Exercise directions:
Render every entry below as a numbered list, one line per item, skipping blank lines and omitting the pictures.

Record list:
=======
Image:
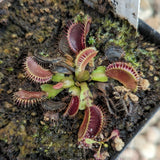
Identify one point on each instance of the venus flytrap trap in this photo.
(73, 73)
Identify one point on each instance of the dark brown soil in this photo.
(28, 26)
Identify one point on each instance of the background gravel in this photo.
(146, 146)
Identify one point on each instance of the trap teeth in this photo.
(26, 98)
(35, 72)
(84, 57)
(124, 73)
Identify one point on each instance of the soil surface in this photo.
(28, 26)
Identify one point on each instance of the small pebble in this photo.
(153, 134)
(156, 78)
(7, 105)
(139, 142)
(33, 114)
(148, 150)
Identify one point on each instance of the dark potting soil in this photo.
(29, 26)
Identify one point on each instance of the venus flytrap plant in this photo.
(74, 40)
(99, 74)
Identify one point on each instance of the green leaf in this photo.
(75, 91)
(50, 90)
(99, 74)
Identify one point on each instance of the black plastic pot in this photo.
(152, 36)
(149, 35)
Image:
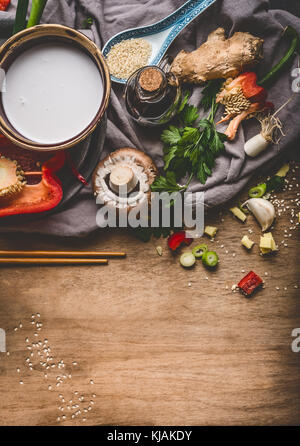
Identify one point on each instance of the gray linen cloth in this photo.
(233, 170)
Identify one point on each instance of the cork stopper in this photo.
(150, 79)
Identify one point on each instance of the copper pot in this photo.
(36, 35)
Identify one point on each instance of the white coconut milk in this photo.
(53, 92)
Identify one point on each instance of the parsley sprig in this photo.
(191, 148)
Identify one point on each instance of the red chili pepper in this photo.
(4, 5)
(176, 239)
(250, 283)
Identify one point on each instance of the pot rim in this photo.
(61, 33)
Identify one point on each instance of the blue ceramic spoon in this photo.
(161, 34)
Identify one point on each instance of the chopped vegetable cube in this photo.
(282, 172)
(265, 243)
(247, 242)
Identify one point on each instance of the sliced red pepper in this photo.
(250, 283)
(177, 239)
(248, 83)
(251, 90)
(4, 4)
(35, 198)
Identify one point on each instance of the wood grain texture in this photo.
(158, 350)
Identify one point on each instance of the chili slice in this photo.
(250, 283)
(210, 259)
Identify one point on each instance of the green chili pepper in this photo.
(258, 191)
(292, 34)
(199, 250)
(187, 259)
(37, 9)
(210, 259)
(20, 19)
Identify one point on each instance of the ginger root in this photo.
(218, 57)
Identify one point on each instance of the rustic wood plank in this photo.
(158, 350)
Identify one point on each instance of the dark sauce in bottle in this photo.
(152, 96)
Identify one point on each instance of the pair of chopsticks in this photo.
(57, 257)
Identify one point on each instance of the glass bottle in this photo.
(152, 96)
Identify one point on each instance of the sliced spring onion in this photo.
=======
Reply:
1. Image:
2. Identify one point on each instance of the venus flytrap trap in this photo.
3. (73, 73)
4. Identify one point on each instance of the dark brown soil in this photo.
5. (28, 26)
6. Identify one point on each instance of the background gravel in this photo.
7. (146, 146)
8. Identify one point on each instance of the trap teeth in this photo.
9. (26, 98)
10. (35, 72)
11. (84, 57)
12. (124, 73)
13. Identify one point on each instance of the soil surface in this photo.
14. (28, 26)
15. Identify one point on each instance of the small pebble in this photo.
16. (153, 134)
17. (156, 78)
18. (7, 105)
19. (139, 142)
20. (33, 114)
21. (148, 150)
22. Identify one point on each instance of the dark potting soil in this photo.
23. (29, 26)
24. Identify one point on each instance of the venus flytrap plant in this photo.
25. (74, 40)
26. (99, 74)
27. Identify one point on each instance of the green leaf in this photo.
28. (75, 91)
29. (50, 90)
30. (99, 74)
31. Identify one point on each instance of the black plastic pot in this photo.
32. (152, 36)
33. (149, 35)
34. Image:
35. Identify one point on each instance of the gray linen cloth in this photo.
36. (233, 170)
37. Identify one point on each instance of the cork stopper in this photo.
38. (150, 79)
39. Identify one point on each instance of the copper pot in this photo.
40. (36, 35)
41. Identify one point on each instance of the white coconut milk in this photo.
42. (53, 92)
43. Identify one point on each instance of the parsley sprig in this photo.
44. (191, 148)
45. Identify one point on each instance of the red chili pepper in this photo.
46. (4, 5)
47. (176, 239)
48. (250, 283)
49. Identify one point on each instance of the pot rim in this photo.
50. (61, 33)
51. Identify one point on each instance of the blue ceramic spoon in this photo.
52. (161, 34)
53. Identify one point on each instance of the chopped vegetable cube in this photo.
54. (282, 172)
55. (265, 243)
56. (247, 242)
57. Identify one point on each instance of the sliced red pepper in this photo.
58. (250, 283)
59. (177, 239)
60. (248, 83)
61. (251, 90)
62. (4, 4)
63. (35, 198)
64. Identify one point on each instance of the wood grain texture in this photo.
65. (158, 350)
66. Identify one point on each instance of the chili slice in this photo.
67. (250, 283)
68. (210, 259)
69. Identify one point on each instance of the green chili pepper in this photo.
70. (258, 191)
71. (292, 34)
72. (199, 250)
73. (187, 259)
74. (37, 9)
75. (210, 259)
76. (20, 19)
77. Identify one point on each instance of the ginger root in this photo.
78. (218, 57)
79. Identify one point on each instance of the rustic wood plank in this photo.
80. (158, 350)
81. Identify one point on each instance of the dark sauce in bottle in this photo.
82. (152, 96)
83. Identify one point on each instance of the pair of chopsticks in this photo.
84. (57, 257)
85. Identify one point on each instance of the glass bottle in this photo.
86. (152, 96)
87. Identify one point on each instance of the sliced spring onion in this photo.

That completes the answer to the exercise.